Exercise aim: Pull every line of the entries that has the word "target".

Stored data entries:
───

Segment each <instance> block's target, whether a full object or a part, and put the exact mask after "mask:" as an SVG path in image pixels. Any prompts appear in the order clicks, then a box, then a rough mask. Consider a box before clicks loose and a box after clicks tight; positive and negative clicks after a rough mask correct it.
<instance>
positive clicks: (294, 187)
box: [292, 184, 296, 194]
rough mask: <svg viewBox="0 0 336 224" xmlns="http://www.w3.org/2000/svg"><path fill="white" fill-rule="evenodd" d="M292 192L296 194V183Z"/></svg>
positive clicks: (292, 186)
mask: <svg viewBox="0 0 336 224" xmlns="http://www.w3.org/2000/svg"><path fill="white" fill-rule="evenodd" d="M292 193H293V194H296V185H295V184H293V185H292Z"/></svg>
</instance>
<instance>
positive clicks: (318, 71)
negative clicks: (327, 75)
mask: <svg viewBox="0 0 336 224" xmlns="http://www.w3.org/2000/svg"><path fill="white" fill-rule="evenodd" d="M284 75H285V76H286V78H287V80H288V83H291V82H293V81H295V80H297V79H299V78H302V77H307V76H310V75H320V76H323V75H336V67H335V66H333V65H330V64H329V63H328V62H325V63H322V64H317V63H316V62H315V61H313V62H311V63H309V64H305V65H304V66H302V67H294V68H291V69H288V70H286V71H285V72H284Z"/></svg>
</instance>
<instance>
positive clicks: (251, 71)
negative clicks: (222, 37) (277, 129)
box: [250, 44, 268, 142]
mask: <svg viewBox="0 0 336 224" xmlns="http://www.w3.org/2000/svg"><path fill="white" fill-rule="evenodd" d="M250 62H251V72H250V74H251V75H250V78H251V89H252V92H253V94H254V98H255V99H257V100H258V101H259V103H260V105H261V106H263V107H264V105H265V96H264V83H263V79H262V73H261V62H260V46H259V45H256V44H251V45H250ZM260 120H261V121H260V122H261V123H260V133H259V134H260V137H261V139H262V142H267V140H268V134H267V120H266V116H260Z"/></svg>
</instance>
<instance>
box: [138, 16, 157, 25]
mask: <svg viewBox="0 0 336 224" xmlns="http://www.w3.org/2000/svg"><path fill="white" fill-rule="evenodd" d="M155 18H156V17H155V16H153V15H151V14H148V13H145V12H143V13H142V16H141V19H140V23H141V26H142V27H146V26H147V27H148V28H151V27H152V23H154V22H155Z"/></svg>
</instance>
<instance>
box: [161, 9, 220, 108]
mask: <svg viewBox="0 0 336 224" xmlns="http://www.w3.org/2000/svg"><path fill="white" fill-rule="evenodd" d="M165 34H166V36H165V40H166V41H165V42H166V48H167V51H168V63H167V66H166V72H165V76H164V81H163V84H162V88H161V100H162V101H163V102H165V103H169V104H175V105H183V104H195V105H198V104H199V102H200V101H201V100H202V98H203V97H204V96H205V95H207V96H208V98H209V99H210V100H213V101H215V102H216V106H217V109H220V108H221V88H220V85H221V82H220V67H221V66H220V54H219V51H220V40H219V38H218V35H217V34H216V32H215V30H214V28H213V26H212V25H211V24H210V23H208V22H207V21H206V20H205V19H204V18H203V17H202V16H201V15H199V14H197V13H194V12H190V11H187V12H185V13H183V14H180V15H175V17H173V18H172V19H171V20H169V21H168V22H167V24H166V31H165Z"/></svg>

───

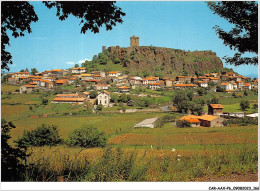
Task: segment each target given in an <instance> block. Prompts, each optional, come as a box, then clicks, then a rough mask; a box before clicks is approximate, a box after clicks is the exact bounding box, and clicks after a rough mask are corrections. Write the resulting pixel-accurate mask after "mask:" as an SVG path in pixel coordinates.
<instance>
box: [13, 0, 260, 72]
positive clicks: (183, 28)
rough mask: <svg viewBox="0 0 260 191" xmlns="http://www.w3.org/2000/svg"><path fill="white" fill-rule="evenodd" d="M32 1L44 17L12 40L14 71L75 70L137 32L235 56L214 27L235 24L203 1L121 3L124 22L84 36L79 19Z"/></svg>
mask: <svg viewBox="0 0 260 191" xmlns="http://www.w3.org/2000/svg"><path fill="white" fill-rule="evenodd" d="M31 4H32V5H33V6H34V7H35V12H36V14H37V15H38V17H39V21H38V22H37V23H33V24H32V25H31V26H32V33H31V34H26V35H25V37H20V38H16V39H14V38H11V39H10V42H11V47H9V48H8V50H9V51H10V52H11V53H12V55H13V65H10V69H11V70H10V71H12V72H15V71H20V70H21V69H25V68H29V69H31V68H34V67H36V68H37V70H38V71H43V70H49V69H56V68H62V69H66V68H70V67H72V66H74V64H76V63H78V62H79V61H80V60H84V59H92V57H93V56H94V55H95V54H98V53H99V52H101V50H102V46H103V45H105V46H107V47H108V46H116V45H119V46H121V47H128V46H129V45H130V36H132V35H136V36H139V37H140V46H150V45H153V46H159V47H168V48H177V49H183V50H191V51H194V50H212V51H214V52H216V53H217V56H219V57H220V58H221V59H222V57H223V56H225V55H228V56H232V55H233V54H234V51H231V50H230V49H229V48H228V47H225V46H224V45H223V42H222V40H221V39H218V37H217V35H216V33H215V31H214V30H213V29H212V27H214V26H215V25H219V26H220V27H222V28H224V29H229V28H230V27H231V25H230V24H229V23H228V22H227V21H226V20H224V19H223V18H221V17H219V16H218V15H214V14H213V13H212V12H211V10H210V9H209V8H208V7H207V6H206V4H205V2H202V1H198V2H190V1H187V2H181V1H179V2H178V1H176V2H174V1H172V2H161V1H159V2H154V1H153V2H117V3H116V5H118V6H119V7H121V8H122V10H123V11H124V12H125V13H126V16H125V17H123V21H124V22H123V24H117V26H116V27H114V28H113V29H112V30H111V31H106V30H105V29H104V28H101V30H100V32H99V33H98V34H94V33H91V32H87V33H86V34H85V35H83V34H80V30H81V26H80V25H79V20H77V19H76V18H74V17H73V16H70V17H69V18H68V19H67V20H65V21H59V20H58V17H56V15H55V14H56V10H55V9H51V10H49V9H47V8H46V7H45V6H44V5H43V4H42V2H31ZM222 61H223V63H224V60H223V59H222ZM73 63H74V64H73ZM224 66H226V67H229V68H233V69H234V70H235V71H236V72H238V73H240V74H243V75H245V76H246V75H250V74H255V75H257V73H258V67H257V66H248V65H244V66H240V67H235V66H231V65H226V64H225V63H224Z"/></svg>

───

Answer to this exercise:
Segment each <instance> block's target, whether a full object or a part, and put the exact mask after "mask:" as an SVG path in image pixels. Any prompts appear in the order clicks, then a box, then a rough mask. Consider a box before clicks loose and a box after clicks tight; positive and negative clicks after a rough mask correct it.
Task: segment each target given in an <instance> block. Prompts, each optional, come as a box, then clicks, then a rough mask; a box before clicks is approximate, a box after clicks is the exact bounding box, and clicks after a rough mask are corrections. Write the resulting pixel-accurate mask after "mask:" as an SVG path in pixel coordinates.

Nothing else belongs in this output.